> CHALLENGE:
Identify every line in the entries below that contains the word "green", and copy each such line. Treat the match as case-sensitive.

> Excerpts of location labeling data:
"""

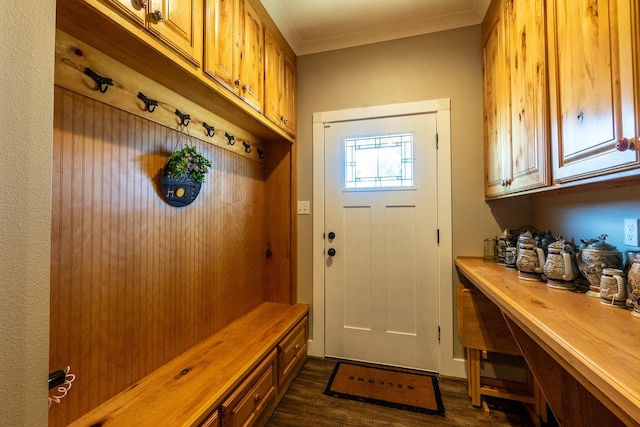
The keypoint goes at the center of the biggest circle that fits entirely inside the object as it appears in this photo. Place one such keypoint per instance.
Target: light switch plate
(631, 231)
(304, 207)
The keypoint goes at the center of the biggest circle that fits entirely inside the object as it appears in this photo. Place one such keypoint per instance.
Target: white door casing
(381, 304)
(448, 365)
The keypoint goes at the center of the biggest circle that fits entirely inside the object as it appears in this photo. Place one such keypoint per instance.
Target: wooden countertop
(598, 345)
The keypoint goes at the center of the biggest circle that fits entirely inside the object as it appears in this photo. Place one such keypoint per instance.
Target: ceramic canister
(613, 287)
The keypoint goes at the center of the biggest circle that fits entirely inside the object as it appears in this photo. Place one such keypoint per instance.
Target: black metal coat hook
(210, 129)
(103, 82)
(150, 104)
(184, 118)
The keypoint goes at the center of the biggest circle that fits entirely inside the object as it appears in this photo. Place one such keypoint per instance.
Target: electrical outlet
(631, 231)
(304, 207)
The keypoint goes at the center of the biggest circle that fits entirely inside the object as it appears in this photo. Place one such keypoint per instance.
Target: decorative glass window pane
(378, 162)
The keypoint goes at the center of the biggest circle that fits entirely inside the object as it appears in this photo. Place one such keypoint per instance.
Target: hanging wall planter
(183, 175)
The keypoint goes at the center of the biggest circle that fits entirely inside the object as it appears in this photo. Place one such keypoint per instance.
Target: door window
(378, 162)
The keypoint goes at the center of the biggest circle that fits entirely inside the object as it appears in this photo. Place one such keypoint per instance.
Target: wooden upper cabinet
(222, 41)
(251, 75)
(496, 130)
(280, 84)
(234, 44)
(528, 116)
(178, 23)
(593, 59)
(134, 10)
(515, 104)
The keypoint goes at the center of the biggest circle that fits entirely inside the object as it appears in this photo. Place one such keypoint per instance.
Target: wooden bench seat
(189, 390)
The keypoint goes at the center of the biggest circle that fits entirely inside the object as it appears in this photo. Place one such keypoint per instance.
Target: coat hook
(210, 130)
(103, 82)
(150, 104)
(184, 118)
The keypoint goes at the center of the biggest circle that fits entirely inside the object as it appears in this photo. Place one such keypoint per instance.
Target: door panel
(381, 305)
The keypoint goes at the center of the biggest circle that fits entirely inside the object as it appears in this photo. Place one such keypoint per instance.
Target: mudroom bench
(235, 377)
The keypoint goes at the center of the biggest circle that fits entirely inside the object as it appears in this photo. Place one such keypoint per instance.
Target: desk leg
(571, 403)
(473, 373)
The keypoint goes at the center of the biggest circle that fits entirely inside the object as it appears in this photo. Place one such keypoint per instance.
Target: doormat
(416, 392)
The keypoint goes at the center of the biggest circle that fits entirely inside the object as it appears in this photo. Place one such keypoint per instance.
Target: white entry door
(381, 239)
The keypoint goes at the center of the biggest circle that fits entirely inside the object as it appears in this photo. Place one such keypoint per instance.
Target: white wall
(27, 31)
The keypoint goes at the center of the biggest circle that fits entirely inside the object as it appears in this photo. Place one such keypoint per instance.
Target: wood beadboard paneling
(135, 281)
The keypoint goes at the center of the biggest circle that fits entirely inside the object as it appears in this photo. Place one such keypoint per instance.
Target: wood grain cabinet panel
(280, 84)
(515, 99)
(252, 398)
(178, 23)
(234, 49)
(222, 41)
(593, 58)
(292, 351)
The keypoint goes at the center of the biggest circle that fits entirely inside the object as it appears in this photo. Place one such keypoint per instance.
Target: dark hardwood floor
(306, 405)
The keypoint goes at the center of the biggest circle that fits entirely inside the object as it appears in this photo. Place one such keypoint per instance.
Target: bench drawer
(251, 399)
(292, 350)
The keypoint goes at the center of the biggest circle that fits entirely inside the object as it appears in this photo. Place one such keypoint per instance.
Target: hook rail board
(85, 70)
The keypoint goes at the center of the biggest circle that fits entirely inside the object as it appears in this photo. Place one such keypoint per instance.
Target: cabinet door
(222, 41)
(274, 79)
(134, 10)
(251, 62)
(496, 129)
(288, 107)
(178, 23)
(529, 162)
(591, 86)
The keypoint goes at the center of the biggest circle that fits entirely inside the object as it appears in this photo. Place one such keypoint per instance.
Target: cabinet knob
(625, 144)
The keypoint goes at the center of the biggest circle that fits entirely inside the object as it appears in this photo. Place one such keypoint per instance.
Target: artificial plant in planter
(183, 175)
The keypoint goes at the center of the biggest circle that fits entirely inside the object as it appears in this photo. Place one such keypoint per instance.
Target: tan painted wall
(440, 65)
(26, 117)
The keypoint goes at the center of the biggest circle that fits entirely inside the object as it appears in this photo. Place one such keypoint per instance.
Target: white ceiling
(312, 26)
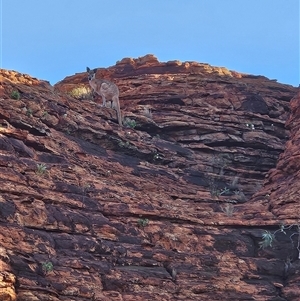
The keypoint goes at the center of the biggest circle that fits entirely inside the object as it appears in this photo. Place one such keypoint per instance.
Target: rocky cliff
(187, 201)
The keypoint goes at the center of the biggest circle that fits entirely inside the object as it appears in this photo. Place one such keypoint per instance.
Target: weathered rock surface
(173, 209)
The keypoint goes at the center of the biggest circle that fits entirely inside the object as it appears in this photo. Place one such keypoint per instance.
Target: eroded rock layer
(169, 207)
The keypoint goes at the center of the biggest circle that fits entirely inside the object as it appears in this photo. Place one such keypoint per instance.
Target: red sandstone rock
(91, 211)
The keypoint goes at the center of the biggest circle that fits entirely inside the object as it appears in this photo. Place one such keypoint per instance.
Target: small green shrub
(15, 95)
(81, 93)
(29, 112)
(267, 239)
(143, 222)
(41, 169)
(228, 209)
(47, 267)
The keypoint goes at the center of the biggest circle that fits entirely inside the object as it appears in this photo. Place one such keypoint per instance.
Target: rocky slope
(172, 209)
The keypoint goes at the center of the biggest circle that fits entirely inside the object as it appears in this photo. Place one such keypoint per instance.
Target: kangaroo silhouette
(107, 90)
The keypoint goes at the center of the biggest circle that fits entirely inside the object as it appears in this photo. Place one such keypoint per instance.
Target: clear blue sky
(52, 39)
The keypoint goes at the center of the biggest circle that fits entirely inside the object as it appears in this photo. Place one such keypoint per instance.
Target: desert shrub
(129, 123)
(15, 95)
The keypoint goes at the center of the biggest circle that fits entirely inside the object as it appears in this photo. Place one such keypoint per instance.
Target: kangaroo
(107, 90)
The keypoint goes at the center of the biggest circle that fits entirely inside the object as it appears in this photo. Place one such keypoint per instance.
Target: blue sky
(52, 39)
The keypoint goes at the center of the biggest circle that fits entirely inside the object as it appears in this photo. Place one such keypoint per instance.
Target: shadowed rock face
(173, 209)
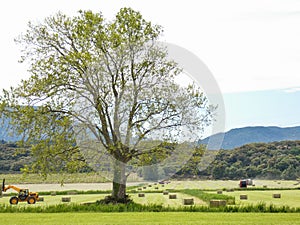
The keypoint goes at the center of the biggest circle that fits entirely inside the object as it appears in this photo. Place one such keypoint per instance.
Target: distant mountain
(241, 136)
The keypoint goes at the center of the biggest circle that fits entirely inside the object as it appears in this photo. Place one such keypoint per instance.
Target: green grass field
(151, 218)
(288, 197)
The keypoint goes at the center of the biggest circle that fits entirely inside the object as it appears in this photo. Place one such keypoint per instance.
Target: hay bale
(66, 199)
(277, 195)
(173, 196)
(243, 197)
(188, 201)
(165, 192)
(217, 203)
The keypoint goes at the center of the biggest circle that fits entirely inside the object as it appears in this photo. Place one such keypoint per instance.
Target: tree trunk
(119, 182)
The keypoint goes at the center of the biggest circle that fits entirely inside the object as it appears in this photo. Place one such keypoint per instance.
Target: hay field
(177, 218)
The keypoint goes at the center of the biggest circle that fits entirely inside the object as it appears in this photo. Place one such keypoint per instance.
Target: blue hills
(240, 136)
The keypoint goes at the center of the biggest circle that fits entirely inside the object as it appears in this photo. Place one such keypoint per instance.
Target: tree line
(277, 160)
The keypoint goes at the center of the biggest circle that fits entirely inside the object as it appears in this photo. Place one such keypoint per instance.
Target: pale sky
(248, 45)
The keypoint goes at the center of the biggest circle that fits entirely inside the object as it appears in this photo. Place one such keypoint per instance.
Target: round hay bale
(243, 197)
(217, 203)
(188, 201)
(165, 192)
(66, 199)
(141, 195)
(173, 196)
(277, 195)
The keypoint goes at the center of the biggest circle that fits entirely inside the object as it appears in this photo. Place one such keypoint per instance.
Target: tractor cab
(23, 194)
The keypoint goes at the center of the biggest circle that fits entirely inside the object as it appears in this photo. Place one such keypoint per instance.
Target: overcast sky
(248, 45)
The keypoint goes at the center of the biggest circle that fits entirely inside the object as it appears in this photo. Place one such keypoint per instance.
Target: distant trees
(278, 160)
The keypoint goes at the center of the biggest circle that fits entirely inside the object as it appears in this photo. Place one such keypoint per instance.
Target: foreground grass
(151, 218)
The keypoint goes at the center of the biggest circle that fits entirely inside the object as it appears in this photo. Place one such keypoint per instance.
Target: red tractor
(24, 195)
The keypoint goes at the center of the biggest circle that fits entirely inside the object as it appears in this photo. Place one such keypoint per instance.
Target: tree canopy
(106, 81)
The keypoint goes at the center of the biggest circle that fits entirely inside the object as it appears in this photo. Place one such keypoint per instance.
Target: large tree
(109, 80)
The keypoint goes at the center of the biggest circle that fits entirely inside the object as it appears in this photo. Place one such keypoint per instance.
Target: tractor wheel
(31, 200)
(13, 200)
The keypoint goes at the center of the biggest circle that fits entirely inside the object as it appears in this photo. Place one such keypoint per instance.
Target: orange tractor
(23, 195)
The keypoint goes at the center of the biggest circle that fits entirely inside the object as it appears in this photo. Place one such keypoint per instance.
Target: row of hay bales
(65, 199)
(245, 197)
(185, 201)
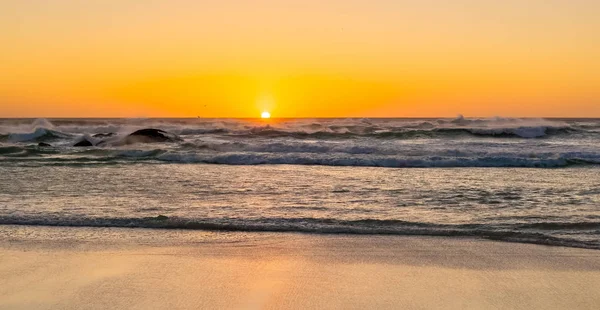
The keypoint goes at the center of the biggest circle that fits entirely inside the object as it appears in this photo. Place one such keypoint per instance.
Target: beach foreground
(68, 268)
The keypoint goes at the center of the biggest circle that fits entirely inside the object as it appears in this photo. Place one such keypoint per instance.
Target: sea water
(522, 180)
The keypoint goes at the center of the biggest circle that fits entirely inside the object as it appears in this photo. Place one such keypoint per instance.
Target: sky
(309, 58)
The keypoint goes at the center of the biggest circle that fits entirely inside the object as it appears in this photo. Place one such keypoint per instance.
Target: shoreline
(97, 268)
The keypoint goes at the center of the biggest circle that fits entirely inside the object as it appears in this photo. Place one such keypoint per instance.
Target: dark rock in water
(83, 143)
(104, 135)
(161, 218)
(151, 135)
(157, 218)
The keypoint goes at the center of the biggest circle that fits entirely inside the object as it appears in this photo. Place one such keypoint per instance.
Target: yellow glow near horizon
(405, 58)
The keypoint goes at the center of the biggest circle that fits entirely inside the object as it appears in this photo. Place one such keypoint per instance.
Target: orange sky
(351, 58)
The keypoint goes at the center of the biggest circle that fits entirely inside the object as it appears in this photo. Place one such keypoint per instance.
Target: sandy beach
(65, 268)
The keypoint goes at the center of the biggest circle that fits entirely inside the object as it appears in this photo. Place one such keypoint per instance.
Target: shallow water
(544, 206)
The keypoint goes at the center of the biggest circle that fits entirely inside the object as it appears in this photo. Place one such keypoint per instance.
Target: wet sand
(290, 271)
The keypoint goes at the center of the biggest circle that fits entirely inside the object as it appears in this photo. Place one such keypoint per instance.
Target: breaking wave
(460, 142)
(539, 233)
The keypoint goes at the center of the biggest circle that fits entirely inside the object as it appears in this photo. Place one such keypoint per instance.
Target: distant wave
(460, 142)
(304, 129)
(512, 233)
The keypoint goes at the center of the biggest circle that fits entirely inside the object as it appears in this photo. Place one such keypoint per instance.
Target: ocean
(506, 179)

"""

> RESULT BELOW:
Target: small green shrub
Target: green grass field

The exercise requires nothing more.